→ WHAT NEEDS TO BE DONE
Across the entries below, how many lines contain the word "each"? Give the number alone.
· · · · ·
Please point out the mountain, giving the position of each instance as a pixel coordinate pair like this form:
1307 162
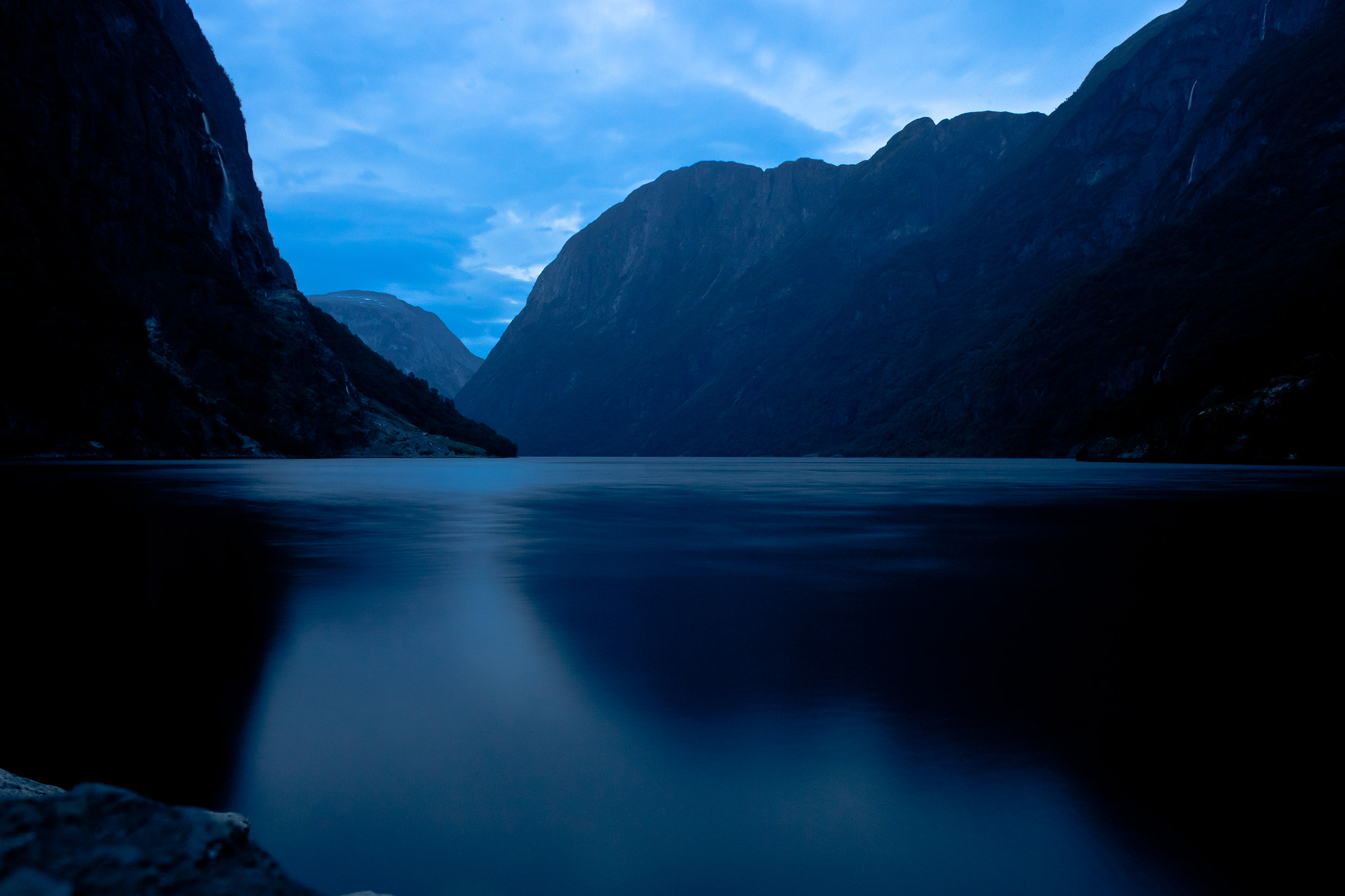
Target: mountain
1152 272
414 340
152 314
· · · · ·
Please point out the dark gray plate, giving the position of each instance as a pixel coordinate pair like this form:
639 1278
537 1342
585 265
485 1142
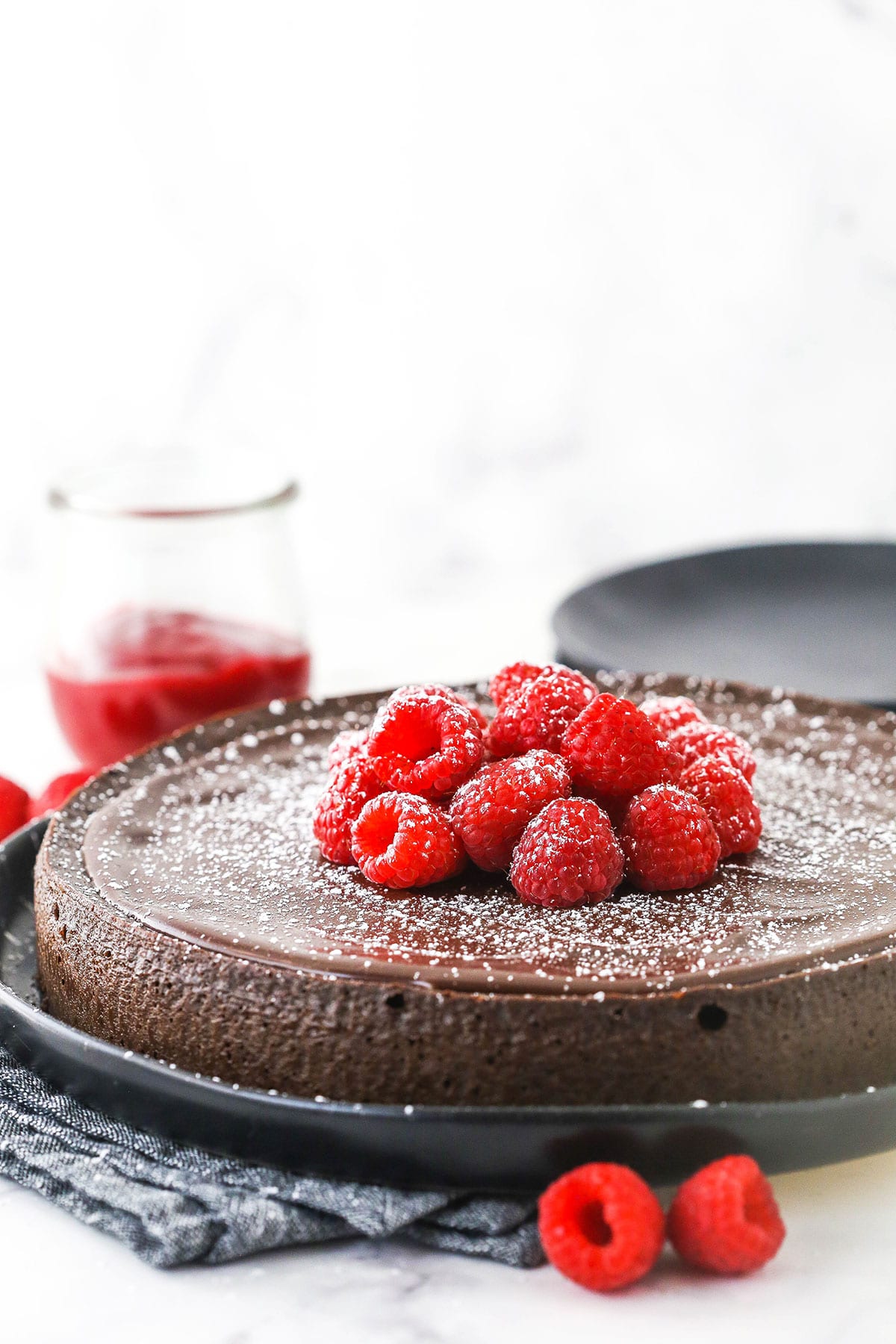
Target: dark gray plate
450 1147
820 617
· · · · ·
→ RESPONSE
2